## EXERCISE PROMPT
Print all the entries verbatim.

## SUPPLIED ENTRIES
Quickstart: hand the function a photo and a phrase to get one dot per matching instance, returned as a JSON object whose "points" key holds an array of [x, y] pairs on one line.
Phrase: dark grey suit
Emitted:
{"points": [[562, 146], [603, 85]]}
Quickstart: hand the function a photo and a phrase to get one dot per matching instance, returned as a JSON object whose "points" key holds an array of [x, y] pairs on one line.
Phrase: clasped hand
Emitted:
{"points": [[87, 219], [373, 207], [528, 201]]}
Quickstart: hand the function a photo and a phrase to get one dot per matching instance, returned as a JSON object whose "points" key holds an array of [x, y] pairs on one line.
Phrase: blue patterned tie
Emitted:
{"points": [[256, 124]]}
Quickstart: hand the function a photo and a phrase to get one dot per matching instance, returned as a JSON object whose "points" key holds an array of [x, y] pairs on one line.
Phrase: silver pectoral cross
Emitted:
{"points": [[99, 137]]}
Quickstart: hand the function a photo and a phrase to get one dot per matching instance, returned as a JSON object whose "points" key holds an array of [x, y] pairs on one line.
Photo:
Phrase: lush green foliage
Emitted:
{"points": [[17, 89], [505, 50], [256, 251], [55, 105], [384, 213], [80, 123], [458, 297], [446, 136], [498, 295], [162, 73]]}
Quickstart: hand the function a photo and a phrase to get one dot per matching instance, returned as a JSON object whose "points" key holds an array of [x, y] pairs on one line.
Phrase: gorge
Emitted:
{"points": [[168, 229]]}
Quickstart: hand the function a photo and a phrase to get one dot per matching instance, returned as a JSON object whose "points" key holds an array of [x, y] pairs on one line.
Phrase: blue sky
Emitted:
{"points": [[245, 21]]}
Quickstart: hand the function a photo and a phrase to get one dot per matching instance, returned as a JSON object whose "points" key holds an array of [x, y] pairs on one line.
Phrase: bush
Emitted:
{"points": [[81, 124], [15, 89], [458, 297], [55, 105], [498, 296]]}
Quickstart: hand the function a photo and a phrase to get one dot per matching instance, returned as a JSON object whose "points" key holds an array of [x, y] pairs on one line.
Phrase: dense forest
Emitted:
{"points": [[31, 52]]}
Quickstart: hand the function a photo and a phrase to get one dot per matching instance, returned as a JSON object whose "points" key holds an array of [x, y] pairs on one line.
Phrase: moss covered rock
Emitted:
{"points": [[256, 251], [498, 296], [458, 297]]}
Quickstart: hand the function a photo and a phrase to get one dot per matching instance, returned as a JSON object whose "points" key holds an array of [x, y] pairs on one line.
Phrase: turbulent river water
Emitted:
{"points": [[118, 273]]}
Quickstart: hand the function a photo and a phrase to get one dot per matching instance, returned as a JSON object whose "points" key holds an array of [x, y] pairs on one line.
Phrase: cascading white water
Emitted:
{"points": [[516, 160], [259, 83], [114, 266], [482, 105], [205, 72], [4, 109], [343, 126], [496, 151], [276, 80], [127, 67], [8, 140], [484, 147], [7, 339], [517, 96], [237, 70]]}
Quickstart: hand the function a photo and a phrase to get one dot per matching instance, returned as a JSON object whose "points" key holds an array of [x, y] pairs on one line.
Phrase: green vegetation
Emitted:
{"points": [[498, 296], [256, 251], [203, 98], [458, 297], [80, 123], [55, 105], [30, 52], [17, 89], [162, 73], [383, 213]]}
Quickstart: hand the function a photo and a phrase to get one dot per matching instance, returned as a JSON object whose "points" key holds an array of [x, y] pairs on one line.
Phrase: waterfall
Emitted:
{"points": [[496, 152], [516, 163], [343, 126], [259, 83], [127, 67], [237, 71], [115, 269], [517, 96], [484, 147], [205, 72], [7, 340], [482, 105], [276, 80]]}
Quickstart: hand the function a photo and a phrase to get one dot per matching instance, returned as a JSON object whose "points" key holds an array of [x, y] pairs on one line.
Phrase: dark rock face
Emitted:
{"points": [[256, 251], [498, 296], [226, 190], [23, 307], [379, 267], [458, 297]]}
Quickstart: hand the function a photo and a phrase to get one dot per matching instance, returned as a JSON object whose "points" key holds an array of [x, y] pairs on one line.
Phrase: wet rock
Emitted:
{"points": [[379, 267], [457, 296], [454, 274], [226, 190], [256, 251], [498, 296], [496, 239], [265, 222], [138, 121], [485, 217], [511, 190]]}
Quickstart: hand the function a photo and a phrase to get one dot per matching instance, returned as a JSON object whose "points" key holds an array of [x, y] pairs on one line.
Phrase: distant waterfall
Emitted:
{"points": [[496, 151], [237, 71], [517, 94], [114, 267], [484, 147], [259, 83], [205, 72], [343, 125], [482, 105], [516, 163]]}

## ANSWER FOR THE TASK
Quickstart: hand the function a photo and a phrase to get one dot per matching instance, returned as a JSON object whose "points" key holds an array of [x, y] pairs on one line.
Phrase: dark grey suit
Emitted:
{"points": [[562, 146], [603, 85]]}
Quickstart: hand the function a photo and a phrase to get one dot per matching instance, returned as a JSON object whose "points" key holds an array of [x, y] pairs on one line.
Phrase: clasped hand
Emitted:
{"points": [[87, 219], [373, 207], [528, 201]]}
Quickstart: hand the function a photo and a phrase to get one dot per matching instance, returned as a JSON object whose "points" key holds an array of [x, y] pairs on one line.
Phrase: blue patterned tie
Emitted:
{"points": [[256, 124]]}
Quickstart: hand the function a photo and a phrase to get one dot per matching instance, returned as a JSON object whose "points" key holds an array of [x, y] pairs on one line.
Phrase: silver pectoral cross
Emitted:
{"points": [[99, 137]]}
Quickstart: hand the function a photo and a phrase to get one dot per matching instance, returned as a JSON object whose "points" key holds an array of [x, y] pairs on one line.
Photo:
Phrase: lush green foliage
Emitted:
{"points": [[17, 89], [505, 50], [256, 251], [55, 105], [384, 213], [80, 123], [458, 297], [446, 136], [498, 295], [162, 73]]}
Quickstart: hand the function a photo and a phrase to get one dot per matching instance, returned as a JSON object whose "points" key holds an array of [x, y] pairs on one line.
Phrase: gorge
Emitted:
{"points": [[168, 229]]}
Quickstart: hand the function a photo and a phrase to get one dot per matching instance, returned as a JSON object whose "points" key holds an array of [x, y] pairs on one line.
Phrase: blue sky
Emitted:
{"points": [[245, 21]]}
Quickstart: hand the function a photo and a phrase to get one dot per matching instance, returned as a JSON object whose "points" key holds an array of [x, y] pairs on one line.
Phrase: bush
Emitted:
{"points": [[81, 124], [15, 89], [458, 297], [55, 105], [498, 296]]}
Quickstart: hand the function a photo and a phrase to get one dot per matching instance, returned as a JSON object whose "points" key holds an array of [x, y] pairs on one line.
Phrase: dense forest
Emitted:
{"points": [[31, 52]]}
Quickstart: hand the function a photo and a phrase to get one dot per matching instance, returned as a JSON object whose "points" key holds an array of [x, y] pairs on one line.
Phrase: moss covered rock
Emitted:
{"points": [[256, 251], [498, 296], [458, 297]]}
Quickstart: hand the function a photo and a phrase to get one dot per matching instance, returned as a JSON object whose "points" key holds an array of [x, y] pairs on one line.
Phrase: turbulent river water
Emitted:
{"points": [[118, 273]]}
Quickstart: hand the function a photo and a phrase to get one dot per matching instance, returned as a JSON object whose "points" key holds an array of [x, y] pairs on one line.
Phrase: cascading white water
Emitted:
{"points": [[516, 160], [259, 83], [114, 266], [482, 105], [205, 72], [4, 109], [343, 126], [496, 151], [276, 80], [127, 67], [8, 140], [484, 147], [7, 339], [517, 96], [237, 70]]}
Quickstart: hand the function a photo and a phrase to get one dot per matching instance, returned as a JSON object whose "points" key holds an array of [x, y] pairs on one line.
Phrase: green vegetation
Emitted:
{"points": [[498, 296], [256, 251], [203, 98], [458, 297], [80, 123], [55, 105], [30, 52], [17, 89], [162, 73], [383, 213]]}
Quickstart: hand the function a photo and a phrase to get one dot per matching instance, returned as a JSON object whose "points" key holds an array of [x, y] pairs on one line.
Phrase: waterfall
Emitted:
{"points": [[496, 152], [516, 163], [343, 126], [259, 83], [127, 67], [237, 71], [115, 269], [517, 96], [484, 147], [205, 72], [7, 340], [482, 105], [276, 80]]}
Quickstart: hand the function a photo and a phrase to get one dot per matching instance, returned as a JSON object whose "points" key holds an array of [x, y] pairs on one line.
Phrase: dark rock face
Emitted:
{"points": [[256, 251], [498, 296], [226, 190], [23, 307], [379, 267], [458, 297]]}
Quickstart: hand the function a photo and a phrase to get one dot per matching instance, returned as a JSON object whose "points" key holds an array of [x, y] pairs on one line.
Phrase: wet rock
Emitted:
{"points": [[379, 267], [457, 296], [454, 274], [226, 190], [256, 251], [498, 296], [496, 239], [265, 222], [138, 121], [485, 217], [511, 190]]}
Quickstart: hand the function a photo and a phrase to get one dot per matching instance, returned as a JSON object whose "points" key holds an array of [x, y] pairs on one line.
Phrase: distant waterfall
Emitted:
{"points": [[496, 151], [237, 71], [517, 94], [114, 267], [484, 147], [259, 83], [205, 72], [343, 125], [482, 105], [516, 163]]}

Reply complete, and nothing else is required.